→ Extracted records
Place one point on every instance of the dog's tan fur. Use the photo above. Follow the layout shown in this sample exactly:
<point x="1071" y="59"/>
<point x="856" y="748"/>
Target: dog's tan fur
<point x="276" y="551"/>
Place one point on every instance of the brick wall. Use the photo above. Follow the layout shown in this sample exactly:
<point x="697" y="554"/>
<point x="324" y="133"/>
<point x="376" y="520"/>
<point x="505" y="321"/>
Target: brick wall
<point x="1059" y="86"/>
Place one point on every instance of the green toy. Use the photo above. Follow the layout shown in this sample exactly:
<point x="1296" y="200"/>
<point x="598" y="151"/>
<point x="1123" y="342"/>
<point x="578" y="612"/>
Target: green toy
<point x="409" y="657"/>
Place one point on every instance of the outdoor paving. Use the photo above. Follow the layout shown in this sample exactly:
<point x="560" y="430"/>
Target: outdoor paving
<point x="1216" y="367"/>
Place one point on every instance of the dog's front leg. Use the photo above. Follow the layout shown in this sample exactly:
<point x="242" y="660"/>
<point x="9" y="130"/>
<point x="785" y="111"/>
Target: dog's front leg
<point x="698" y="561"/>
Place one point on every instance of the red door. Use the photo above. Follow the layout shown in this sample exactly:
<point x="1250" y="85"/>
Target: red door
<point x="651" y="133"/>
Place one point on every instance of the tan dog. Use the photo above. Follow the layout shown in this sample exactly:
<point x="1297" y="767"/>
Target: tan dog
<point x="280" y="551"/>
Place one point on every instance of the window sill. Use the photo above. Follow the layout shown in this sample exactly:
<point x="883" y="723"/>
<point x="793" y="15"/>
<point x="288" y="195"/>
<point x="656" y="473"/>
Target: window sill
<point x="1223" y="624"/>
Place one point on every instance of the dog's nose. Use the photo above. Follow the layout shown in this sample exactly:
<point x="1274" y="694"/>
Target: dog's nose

→ Given problem
Copy every line of the data above, requests included, and scale the x and y coordinates in each answer point by 0.75, rounding to whole numbers with halves rounded up. Leave the numbers in the requests and their layout samples unchanged.

→ Response
Place one point on every instance of the dog's tan fur. Use the photo above. Follow the layout shown in this sample exactly:
<point x="1071" y="59"/>
<point x="856" y="748"/>
Target: dog's tan fur
<point x="207" y="413"/>
Place one point on every instance of the brick wall. Use the photo above. Follow the layout shown in this sample exactly:
<point x="697" y="554"/>
<point x="324" y="133"/>
<point x="376" y="520"/>
<point x="505" y="321"/>
Target: brick wall
<point x="794" y="65"/>
Place one point on every instance of the green toy. Use the photo above. Follow the layout shown in this sample exactly:
<point x="1296" y="200"/>
<point x="598" y="151"/>
<point x="1123" y="342"/>
<point x="578" y="612"/>
Target: green toy
<point x="307" y="493"/>
Place one point on every instance of the outdoor paving. Use the photo above. Follow the layout shown in this sample exactly:
<point x="560" y="430"/>
Target: outdoor paving
<point x="912" y="275"/>
Place one point on every instance of the dog's front leg. Use the photo above. Follow the layout shown in this sample exactly:
<point x="242" y="660"/>
<point x="9" y="130"/>
<point x="785" y="111"/>
Target: dog's front leg
<point x="524" y="421"/>
Place one point on every instance of the red door. Use the photo above. Follow the layout shown in this sample exactly:
<point x="1250" y="85"/>
Target: red door
<point x="488" y="100"/>
Place one point on every instance of the tan dog. Use the photo above. Follow the layout shown in this sample exactly:
<point x="1297" y="767"/>
Target: tan dog
<point x="210" y="413"/>
Place one point on every instance of the window sill. Use the photo above. Follow the layout shown in this sample exactly:
<point x="883" y="723"/>
<point x="793" y="15"/>
<point x="288" y="195"/>
<point x="656" y="473"/>
Target: window sill
<point x="917" y="468"/>
Place one point on every instance of the dog's nose. Use the photo above. Follow the layout shown in this sample exactly:
<point x="1274" y="694"/>
Target: dog's nose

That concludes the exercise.